■ SOURCE PASSAGE
——————————
I stick with Apple for the privacy. There are features on Android I wish to use, but I can’t bring myself to use an Android phone or putting the effort of cleaning it from all of Google’s trackers.
Apple doesn't surface the information they collect to third parties. If you are talking about in app advertising tracking, I reset my tracking advertiser ID pretty often too.
In the Ad Exchange, Google surfaces the full url, geo, and all browser identifier information under the RTB protocol.
When tracked through apps, Google is equally open. Apple tries its best to combat tracking, but most apps will still do their best to jump through the tracking contention measures.
Well, MicroG is meant to be a drop-in replacement for closed-source Google libraries on your phone (i.e. Google Play Services / Google Services Framework) but obviously it will still have to connect to Google servers if needed (although you're able to control for what purposes). For instance, push notifications for apps often use Google's Firebase Cloud Messaging platform and MicroG allows the user to still receive those notifications in the absense of Google Play Services / Google Services Framework.
I suggest you have a closer look at the MicroG website where this is explained, too: https://microg.org/
I personally use microG and disable all of the features that call home to Google, except for those anonymized by microG. Works flawlessly, except for some apps that don't work but are easily replaced.
You can build LineageOS yourself if you want. The procedure is on their website. Then you can also read the code to make sure nothing funny is going on.
——————————
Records
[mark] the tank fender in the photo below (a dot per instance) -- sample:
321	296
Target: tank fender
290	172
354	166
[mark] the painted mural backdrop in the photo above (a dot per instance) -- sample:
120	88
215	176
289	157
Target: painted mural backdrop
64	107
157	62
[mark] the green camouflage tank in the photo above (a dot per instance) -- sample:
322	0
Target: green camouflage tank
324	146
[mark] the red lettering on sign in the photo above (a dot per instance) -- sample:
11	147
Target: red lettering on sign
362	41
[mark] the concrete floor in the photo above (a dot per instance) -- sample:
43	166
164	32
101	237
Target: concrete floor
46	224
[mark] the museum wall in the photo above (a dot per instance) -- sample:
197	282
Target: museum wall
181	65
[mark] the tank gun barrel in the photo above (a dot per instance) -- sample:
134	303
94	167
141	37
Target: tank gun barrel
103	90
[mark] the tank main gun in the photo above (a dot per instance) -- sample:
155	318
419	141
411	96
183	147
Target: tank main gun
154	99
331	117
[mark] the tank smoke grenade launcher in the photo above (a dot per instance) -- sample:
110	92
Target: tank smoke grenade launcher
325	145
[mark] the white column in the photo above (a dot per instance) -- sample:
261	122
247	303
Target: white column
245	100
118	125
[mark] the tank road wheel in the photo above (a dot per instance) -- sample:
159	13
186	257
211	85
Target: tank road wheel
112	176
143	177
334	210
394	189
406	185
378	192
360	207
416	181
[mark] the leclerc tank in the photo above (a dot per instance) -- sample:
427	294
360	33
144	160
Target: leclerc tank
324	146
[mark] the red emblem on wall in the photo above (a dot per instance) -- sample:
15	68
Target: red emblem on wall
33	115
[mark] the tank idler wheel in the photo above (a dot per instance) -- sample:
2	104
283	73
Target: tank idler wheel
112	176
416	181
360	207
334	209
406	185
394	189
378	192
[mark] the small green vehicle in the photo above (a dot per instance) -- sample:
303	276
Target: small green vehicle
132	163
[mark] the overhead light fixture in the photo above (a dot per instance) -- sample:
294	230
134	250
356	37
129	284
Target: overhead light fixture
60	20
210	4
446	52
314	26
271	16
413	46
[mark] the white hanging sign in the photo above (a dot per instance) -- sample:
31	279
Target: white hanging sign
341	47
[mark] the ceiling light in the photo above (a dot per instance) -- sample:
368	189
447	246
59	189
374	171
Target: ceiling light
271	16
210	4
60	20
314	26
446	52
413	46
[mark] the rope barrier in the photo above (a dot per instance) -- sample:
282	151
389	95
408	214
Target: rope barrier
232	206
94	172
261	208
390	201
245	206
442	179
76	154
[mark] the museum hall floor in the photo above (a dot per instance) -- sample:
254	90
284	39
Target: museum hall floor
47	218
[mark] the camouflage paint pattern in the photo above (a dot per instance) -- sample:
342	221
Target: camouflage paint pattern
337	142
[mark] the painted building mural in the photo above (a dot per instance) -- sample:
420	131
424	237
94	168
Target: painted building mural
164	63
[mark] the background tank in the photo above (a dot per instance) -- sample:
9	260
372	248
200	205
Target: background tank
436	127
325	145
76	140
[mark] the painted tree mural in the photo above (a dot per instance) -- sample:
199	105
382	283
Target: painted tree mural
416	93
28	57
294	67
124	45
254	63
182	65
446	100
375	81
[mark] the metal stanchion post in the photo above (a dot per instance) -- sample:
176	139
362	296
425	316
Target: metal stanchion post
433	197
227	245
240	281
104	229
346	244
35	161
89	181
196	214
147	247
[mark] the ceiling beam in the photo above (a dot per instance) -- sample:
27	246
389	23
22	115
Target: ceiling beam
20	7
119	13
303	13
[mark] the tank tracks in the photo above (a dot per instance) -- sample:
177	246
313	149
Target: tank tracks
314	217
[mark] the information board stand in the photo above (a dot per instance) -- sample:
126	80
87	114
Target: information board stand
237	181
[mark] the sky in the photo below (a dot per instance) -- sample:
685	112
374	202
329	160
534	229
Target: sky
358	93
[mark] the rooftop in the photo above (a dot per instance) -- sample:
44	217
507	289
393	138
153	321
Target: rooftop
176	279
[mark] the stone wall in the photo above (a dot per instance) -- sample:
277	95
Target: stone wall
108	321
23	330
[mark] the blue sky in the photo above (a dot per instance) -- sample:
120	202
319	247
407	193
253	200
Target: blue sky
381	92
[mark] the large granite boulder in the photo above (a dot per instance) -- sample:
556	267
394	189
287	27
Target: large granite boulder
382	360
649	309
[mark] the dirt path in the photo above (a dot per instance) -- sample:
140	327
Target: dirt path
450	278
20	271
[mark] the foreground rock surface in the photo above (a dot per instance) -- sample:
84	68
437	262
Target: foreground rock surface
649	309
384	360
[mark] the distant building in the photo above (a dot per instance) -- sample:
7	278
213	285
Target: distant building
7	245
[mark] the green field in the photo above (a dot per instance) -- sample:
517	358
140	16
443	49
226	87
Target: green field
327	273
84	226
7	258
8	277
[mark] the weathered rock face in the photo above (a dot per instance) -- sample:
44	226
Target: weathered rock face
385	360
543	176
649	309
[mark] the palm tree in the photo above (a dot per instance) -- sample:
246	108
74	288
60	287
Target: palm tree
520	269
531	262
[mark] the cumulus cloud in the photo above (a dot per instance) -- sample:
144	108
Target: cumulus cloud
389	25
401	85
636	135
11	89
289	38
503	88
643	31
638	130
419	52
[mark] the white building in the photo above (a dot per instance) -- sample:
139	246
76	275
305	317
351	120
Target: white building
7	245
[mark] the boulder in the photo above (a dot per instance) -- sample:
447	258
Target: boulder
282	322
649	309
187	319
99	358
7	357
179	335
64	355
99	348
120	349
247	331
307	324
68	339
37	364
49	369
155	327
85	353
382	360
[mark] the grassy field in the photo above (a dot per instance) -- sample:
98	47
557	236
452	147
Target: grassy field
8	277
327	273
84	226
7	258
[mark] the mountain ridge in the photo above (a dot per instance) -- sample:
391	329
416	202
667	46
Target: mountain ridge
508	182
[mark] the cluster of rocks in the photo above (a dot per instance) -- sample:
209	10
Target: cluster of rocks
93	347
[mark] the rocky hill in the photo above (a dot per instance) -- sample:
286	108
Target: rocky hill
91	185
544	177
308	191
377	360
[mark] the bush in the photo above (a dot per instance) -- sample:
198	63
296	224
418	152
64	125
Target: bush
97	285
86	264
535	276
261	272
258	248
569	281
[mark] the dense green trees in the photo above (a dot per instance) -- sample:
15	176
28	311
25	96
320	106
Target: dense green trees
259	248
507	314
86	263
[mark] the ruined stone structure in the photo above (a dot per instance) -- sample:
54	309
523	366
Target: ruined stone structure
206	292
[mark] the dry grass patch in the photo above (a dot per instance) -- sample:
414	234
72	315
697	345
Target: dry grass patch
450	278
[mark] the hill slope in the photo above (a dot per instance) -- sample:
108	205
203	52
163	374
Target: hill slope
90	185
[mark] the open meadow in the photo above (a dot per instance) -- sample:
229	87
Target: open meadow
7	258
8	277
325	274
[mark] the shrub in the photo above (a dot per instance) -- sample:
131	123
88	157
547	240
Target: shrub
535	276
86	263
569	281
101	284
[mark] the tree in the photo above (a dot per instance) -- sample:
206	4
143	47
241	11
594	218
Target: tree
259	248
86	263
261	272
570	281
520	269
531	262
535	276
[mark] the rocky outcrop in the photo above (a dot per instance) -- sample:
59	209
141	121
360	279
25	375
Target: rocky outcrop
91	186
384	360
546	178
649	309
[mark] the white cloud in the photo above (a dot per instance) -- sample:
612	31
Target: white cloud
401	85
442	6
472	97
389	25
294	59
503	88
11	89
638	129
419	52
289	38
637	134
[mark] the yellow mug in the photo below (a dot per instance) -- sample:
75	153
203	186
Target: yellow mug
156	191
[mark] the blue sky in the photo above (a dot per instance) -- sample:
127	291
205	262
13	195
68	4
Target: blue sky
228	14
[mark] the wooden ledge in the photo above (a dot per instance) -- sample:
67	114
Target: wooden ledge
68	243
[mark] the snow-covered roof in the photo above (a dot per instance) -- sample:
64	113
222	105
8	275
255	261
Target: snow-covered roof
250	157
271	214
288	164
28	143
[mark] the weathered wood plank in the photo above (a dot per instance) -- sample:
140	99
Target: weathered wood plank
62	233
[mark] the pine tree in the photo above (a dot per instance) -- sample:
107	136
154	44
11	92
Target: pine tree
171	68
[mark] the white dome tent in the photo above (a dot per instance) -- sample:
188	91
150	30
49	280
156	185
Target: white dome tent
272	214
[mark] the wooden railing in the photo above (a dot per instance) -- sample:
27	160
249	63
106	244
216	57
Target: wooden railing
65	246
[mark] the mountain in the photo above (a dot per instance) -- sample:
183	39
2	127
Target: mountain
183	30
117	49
——————————
■ TASK A
From the privacy discussion, return the passage that begins with the words containing "Apple doesn't surface" and ends with "tracking contention measures.".
■ TASK B
In the privacy discussion, which Google platform is often used by apps for push notifications?

■ WORKED SOLUTION A
Apple doesn't surface the information they collect to third parties. If you are talking about in app advertising tracking, I reset my tracking advertiser ID pretty often too.
In the Ad Exchange, Google surfaces the full url, geo, and all browser identifier information under the RTB protocol.
When tracked through apps, Google is equally open. Apple tries its best to combat tracking, but most apps will still do their best to jump through the tracking contention measures.

■ WORKED SOLUTION B
Google's Firebase Cloud Messaging platform.